(Image location labeling entries)
§

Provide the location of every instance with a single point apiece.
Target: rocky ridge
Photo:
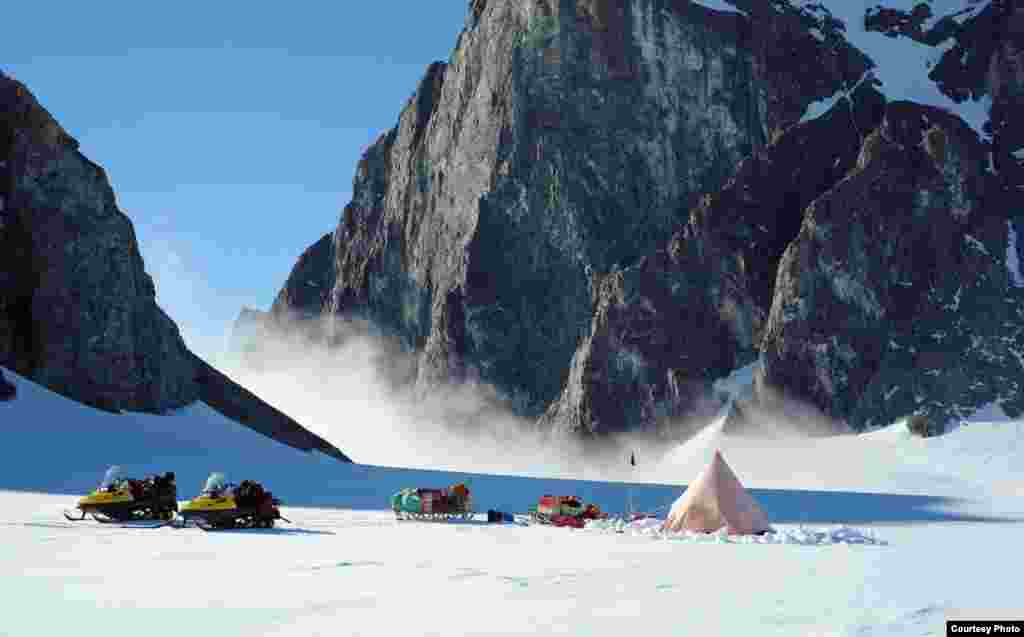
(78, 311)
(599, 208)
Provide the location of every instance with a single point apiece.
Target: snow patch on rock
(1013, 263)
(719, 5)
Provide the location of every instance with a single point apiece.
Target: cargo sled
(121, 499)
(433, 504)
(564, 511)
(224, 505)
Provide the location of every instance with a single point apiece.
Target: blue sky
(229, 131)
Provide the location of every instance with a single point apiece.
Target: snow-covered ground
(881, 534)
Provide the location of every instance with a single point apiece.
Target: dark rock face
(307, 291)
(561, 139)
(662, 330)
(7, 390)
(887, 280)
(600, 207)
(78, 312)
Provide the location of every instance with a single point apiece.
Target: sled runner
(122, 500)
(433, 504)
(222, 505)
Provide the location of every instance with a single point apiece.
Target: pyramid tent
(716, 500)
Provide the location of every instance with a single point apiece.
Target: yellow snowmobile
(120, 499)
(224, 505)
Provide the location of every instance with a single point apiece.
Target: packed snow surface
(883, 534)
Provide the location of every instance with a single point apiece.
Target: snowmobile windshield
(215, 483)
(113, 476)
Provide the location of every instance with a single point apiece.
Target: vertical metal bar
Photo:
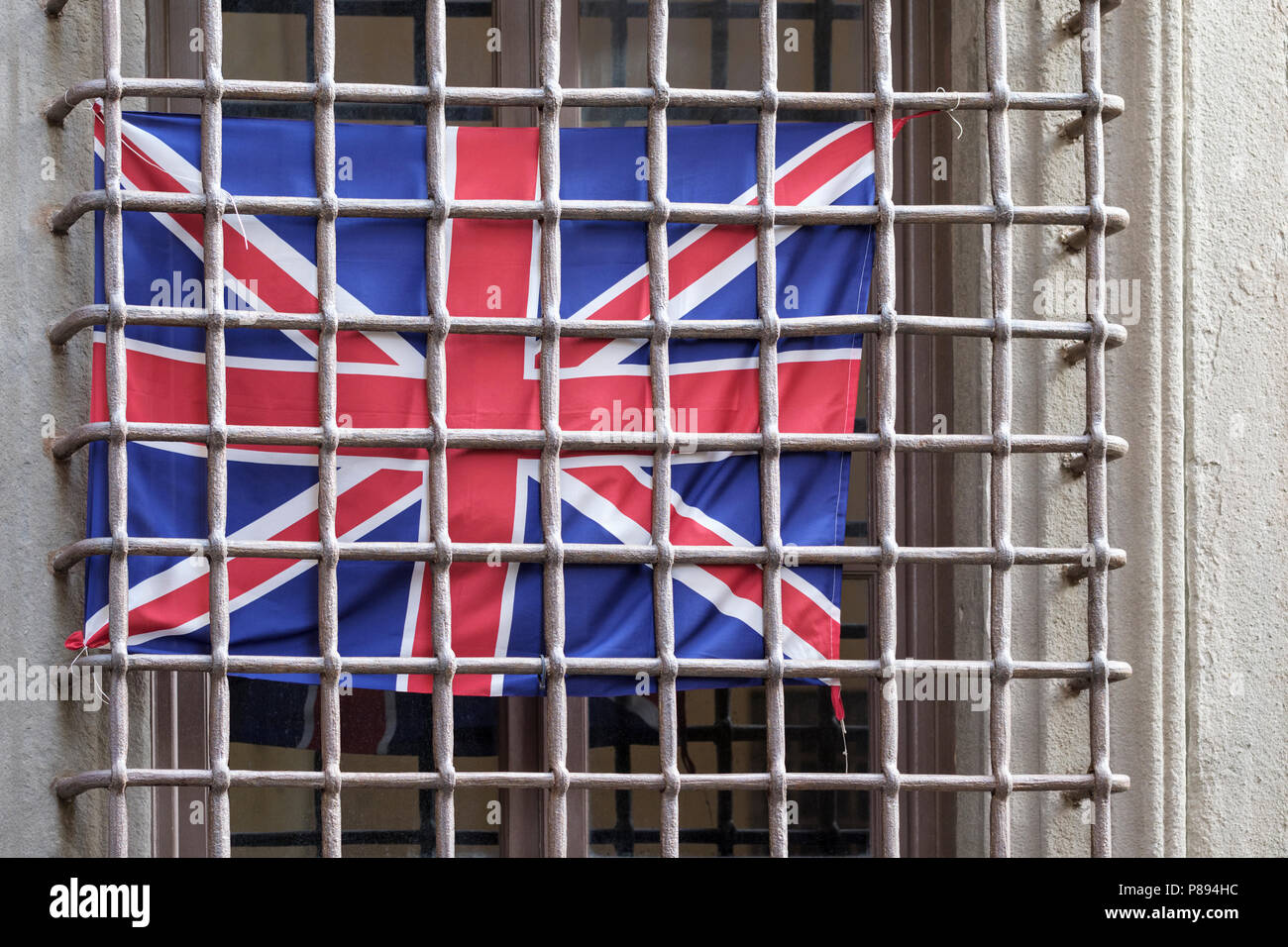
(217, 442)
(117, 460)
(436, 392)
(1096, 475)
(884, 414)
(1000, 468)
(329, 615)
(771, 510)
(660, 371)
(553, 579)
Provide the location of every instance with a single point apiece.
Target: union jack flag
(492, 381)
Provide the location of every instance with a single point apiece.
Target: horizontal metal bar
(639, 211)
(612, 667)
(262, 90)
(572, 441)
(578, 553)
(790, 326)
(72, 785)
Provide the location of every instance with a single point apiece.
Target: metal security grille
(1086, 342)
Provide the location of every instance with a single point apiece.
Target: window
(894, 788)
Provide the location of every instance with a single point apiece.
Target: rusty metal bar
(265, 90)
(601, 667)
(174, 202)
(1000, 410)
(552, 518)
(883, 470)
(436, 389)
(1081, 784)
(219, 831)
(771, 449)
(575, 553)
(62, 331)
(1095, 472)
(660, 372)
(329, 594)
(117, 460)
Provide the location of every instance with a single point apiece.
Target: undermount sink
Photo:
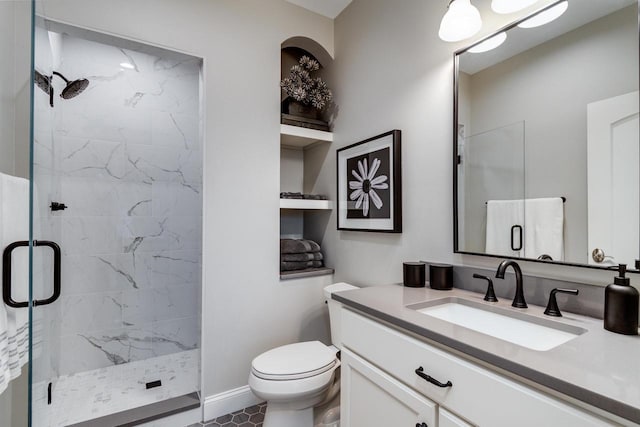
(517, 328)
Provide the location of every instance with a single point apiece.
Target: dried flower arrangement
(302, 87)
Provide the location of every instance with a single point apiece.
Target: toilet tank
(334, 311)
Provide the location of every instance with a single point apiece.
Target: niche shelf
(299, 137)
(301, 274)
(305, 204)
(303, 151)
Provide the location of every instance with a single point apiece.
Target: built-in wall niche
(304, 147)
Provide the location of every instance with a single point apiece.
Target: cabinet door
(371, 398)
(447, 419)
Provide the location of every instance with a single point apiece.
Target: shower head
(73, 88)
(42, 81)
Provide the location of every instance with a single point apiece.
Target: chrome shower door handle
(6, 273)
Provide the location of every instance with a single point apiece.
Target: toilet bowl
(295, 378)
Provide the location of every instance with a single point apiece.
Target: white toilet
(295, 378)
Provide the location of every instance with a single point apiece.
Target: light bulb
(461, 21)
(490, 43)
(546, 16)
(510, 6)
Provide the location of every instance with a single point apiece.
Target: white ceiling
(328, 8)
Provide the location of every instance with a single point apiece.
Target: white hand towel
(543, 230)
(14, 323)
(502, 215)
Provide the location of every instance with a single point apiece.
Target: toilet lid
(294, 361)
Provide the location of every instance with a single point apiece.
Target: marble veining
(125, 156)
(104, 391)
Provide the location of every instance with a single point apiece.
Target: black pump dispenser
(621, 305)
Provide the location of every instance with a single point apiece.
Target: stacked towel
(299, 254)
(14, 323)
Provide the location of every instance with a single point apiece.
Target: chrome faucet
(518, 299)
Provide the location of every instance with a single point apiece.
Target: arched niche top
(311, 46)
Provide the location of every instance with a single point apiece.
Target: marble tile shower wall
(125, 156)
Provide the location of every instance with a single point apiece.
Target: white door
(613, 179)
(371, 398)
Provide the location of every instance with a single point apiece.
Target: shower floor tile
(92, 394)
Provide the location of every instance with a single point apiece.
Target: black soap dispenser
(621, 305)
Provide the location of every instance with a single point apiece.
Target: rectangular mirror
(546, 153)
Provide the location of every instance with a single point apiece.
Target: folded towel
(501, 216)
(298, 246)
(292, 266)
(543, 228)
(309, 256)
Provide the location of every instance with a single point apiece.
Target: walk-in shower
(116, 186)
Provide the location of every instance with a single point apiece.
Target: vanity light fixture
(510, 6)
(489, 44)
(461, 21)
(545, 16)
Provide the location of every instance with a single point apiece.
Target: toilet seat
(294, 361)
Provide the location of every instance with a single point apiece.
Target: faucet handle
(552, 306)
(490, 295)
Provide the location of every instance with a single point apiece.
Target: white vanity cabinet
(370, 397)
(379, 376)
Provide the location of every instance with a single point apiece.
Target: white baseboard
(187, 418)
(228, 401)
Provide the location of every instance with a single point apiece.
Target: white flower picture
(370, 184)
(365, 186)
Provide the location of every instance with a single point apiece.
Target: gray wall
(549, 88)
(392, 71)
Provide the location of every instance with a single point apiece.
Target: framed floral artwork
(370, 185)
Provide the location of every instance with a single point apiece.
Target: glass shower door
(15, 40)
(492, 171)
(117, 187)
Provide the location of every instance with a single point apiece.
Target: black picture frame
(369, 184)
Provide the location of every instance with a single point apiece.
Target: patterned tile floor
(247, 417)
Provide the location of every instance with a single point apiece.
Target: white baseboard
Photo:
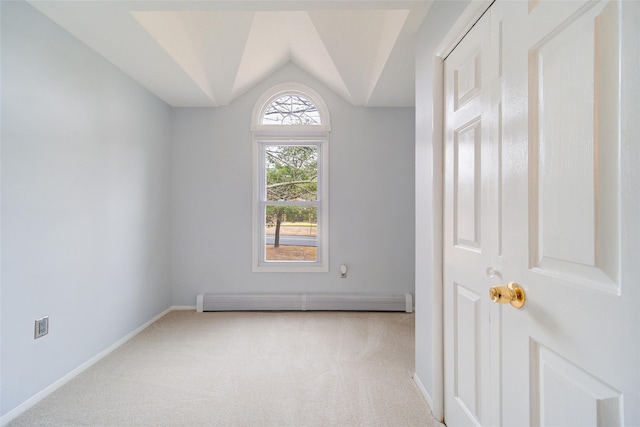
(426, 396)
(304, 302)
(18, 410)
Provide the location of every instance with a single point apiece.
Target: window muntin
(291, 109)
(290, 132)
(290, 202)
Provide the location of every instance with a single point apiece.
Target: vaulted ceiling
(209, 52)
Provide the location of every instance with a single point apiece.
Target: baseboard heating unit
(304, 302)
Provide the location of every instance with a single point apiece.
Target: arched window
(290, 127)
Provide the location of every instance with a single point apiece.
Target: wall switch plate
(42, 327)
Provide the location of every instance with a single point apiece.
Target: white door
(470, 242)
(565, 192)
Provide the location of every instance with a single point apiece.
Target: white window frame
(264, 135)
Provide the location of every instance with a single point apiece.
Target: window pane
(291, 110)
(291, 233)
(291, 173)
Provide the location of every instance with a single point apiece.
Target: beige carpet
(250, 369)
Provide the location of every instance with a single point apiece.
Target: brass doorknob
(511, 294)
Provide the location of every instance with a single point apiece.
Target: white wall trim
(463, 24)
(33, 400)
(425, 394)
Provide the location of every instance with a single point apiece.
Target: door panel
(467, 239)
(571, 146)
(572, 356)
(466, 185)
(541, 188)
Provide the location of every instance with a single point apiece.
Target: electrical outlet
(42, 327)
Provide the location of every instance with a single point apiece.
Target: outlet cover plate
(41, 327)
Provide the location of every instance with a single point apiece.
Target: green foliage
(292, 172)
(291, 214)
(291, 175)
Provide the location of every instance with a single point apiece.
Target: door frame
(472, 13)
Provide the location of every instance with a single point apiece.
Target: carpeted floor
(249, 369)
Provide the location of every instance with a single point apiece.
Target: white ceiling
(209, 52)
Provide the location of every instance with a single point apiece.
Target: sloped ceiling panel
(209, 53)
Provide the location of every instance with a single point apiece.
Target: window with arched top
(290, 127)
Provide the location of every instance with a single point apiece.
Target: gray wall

§

WHAT IS BEING ASKED :: Return all of the entries word for word, but omit the pictures.

FINAL ANSWER ::
Provide the location of every instance with a single point apiece.
Target: rocky ridge
Photo:
(78, 311)
(599, 208)
Provide the location of every instance with a single point apiece.
Target: snow patch on rock
(1013, 263)
(719, 5)
Provide the location of every instance with a single point apiece.
Target: cargo sled
(121, 499)
(433, 504)
(564, 511)
(224, 505)
Provide the location of every instance with a single point apiece.
Target: blue sky
(229, 131)
Provide the location of every instance with a single point apiece.
Target: snow-covered ground
(881, 534)
Provide the location of every instance with a single point apiece.
Target: dark rock face
(307, 291)
(561, 139)
(662, 330)
(7, 390)
(887, 280)
(600, 207)
(78, 312)
Provide the location of every instance with a single point apiece.
Target: sled runner
(122, 500)
(433, 504)
(222, 505)
Provide the location of every instance with a single point apiece.
Target: pyramid tent
(716, 500)
Provide the location of every instance with a single point apiece.
Target: yellow snowmobile
(120, 499)
(224, 505)
Provide the location of every instance with a single point apiece.
Target: packed snow surface
(883, 534)
Provide the location of every instance with a single point apiece.
Target: snowmobile windshield
(215, 483)
(113, 476)
Provide the location of every instance with a single point apiece.
Target: vertical metal bar
Photo:
(217, 442)
(117, 460)
(436, 392)
(1096, 475)
(884, 414)
(1000, 468)
(329, 615)
(771, 510)
(660, 371)
(553, 579)
Provide the location of every instance with a single point apiece.
Target: union jack flag
(492, 381)
Provide the location of every instance with a single point apiece.
Target: horizontal metal bar
(639, 211)
(612, 667)
(262, 90)
(572, 441)
(578, 553)
(790, 326)
(72, 785)
Provide the location of every instance with a single point apiece.
Target: metal security grille
(1086, 342)
Provide the location of every instance with a single point apiece.
Target: window
(894, 788)
Provide the location of every instance with a single point apiece.
Target: rusty metal bar
(265, 90)
(601, 667)
(174, 202)
(1000, 410)
(552, 518)
(883, 470)
(436, 389)
(1081, 784)
(219, 831)
(771, 449)
(575, 553)
(62, 331)
(1095, 472)
(660, 372)
(329, 594)
(117, 460)
Provide the location of every instance with a single point apiece.
Target: undermount sink
Photo:
(517, 328)
Provide the location of every instance with a single point apiece.
Target: dried flower arrangement
(302, 87)
Provide the location of every instance with a single point apiece.
Target: toilet tank
(334, 311)
Provide the location of every instance with a single point apiece.
Target: niche shelf
(299, 137)
(301, 274)
(305, 204)
(303, 151)
Provide the location of every instance with a single point apiece.
Target: built-in wall niche
(304, 147)
Provide the location of every instance with a single point apiece.
Target: cabinet door
(371, 398)
(447, 419)
Provide the location of every instance with a single point apiece.
Target: shower head
(73, 88)
(42, 81)
Provide the location of every instance with a single point apiece.
Target: chrome shower door handle
(6, 273)
Provide the location of every instance with a single point apiece.
Target: toilet bowl
(295, 378)
Provide the location of every instance with a single point apiece.
Target: white toilet
(295, 378)
Provide the location of every instance with a single point apiece.
Target: light bulb
(461, 21)
(490, 43)
(546, 16)
(510, 6)
Provide the location of every instance with a single point apiece.
Target: white ceiling
(328, 8)
Provide the location of every instance with a single point apiece.
Target: white hand towel
(543, 230)
(14, 323)
(502, 215)
Provide the location of every instance with a single point apiece.
Target: toilet lid
(294, 361)
Provide the location of every instance with a single point apiece.
Target: marble veining
(125, 156)
(104, 391)
Provide the location of every instance with a single point apiece.
Target: black pump dispenser
(621, 305)
Provide the location of every instance with a single point apiece.
Target: stacked towel
(299, 254)
(14, 323)
Provide the location of every instance with a single point apiece.
Target: chrome faucet
(518, 299)
Provide the location of every instance with a single point apiece.
Target: arched niche top
(311, 46)
Provide the location of every instance with a single point apiece.
Target: marble tile shower wall
(125, 156)
Provide the location of every instance with a single point apiece.
Target: white door
(613, 179)
(371, 398)
Provide the location of every instance with a single point apiece.
Target: shower floor tile
(92, 394)
Provide the location of every instance with a single point apiece.
Target: black soap dispenser
(621, 305)
Provide the location of every instance with a single point apiece.
Target: rectangular mirror
(546, 153)
Provide the location of every instance with a single point apiece.
Target: folded towel
(501, 216)
(298, 246)
(292, 266)
(543, 228)
(309, 256)
Provide the location of every instance with a single point apiece.
Target: walk-in shower
(116, 186)
Provide the location of every instance with a single point apiece.
Target: vanity light fixture
(510, 6)
(489, 44)
(461, 21)
(545, 16)
Provide the location of every instance with a single point apiece.
Target: toilet seat
(294, 361)
Provide the location of every instance with a single point apiece.
Target: faucet handle
(552, 306)
(490, 295)
Provide the location of every instance with a single point apiece.
Target: white vanity cabinet
(370, 397)
(379, 376)
Provide the location of every instance with a single point apiece.
Target: white baseboard
(187, 418)
(228, 401)
Provide the location of every instance with a single point apiece.
Target: white flower picture
(370, 184)
(365, 186)
Provide the location of every instance with a single point apiece.
Target: gray wall
(549, 88)
(392, 71)
Provide the location of every instance with a single point apiece.
Target: framed floral artwork
(370, 185)
Provide the location of every instance with a single point apiece.
Target: glass shower door
(15, 40)
(492, 171)
(117, 187)
Provide the location of every instance with a single point apiece.
Target: black picture frame
(369, 184)
Provide the location of every instance with a single point apiece.
Target: patterned tile floor
(247, 417)
Provide the location of every instance with a single point apiece.
Target: white baseboard
Photo:
(426, 396)
(304, 302)
(18, 410)
Provide the location of every instance with a single point apiece.
Target: window muntin
(291, 109)
(290, 132)
(290, 202)
Provide the location of every instance with a single point apiece.
Target: vaulted ceiling
(209, 52)
Provide the location of every instance with a single point apiece.
Target: baseboard heating unit
(304, 302)
Provide the location of every instance with a single point apiece.
Target: arched window
(290, 127)
Provide the location of every instance with a single point apiece.
Target: wall switch plate
(42, 327)
Provide the location of every instance with a single point apiece.
Target: white door
(470, 242)
(565, 192)
Provide the location of every instance with a single point apiece.
Target: white window frame
(264, 135)
Provide the location of every instance with a single point apiece.
Target: window pane
(291, 110)
(291, 233)
(291, 173)
Provide the location of every instance with a single point apiece.
Target: beige carpet
(250, 369)
Provide the location of every instance with a single point apiece.
Target: brass doorknob
(511, 294)
Provide the location of every instance with a single point apiece.
Target: white wall trim
(463, 24)
(33, 400)
(425, 394)
Provide the location of every instance with a single point apiece.
Target: door panel
(467, 239)
(571, 146)
(572, 356)
(466, 185)
(541, 188)
Provide the location of every instance with a single point apiece.
Target: electrical outlet
(42, 327)
Provide the location of every instance with a single point apiece.
Target: outlet cover plate
(41, 327)
Provide the location of every instance with a single point apiece.
Target: green foliage
(292, 172)
(291, 214)
(291, 175)
Provide the location of every instance with a single point apiece.
Target: door frame
(472, 13)
Provide the location of every instance with a single point apiece.
Target: carpeted floor
(249, 369)
Provide the location of every instance with a single point apiece.
Target: white ceiling
(209, 52)
Provide the location of every instance with a single point apiece.
Target: sloped ceiling panel
(209, 53)
Provide the location of every instance with a single point apiece.
Target: window with arched top
(290, 127)
Provide the location of every instance with a single point apiece.
Target: gray wall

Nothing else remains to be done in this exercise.